Which lines run from the one containing "Each box must" to the end of the records? Write them out exactly, both ends included, and nothing else.

-- Records provided follows --

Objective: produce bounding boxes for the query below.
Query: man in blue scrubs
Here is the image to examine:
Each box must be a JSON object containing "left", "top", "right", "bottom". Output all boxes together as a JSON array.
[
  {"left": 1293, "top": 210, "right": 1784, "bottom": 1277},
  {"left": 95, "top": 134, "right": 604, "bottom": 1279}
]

-- Records provided concluded --

▶ Response box
Each box must be a JSON object containing "left", "top", "right", "bottom". Output all boxes together as a JSON array.
[
  {"left": 1293, "top": 210, "right": 1784, "bottom": 1277},
  {"left": 95, "top": 134, "right": 604, "bottom": 1279}
]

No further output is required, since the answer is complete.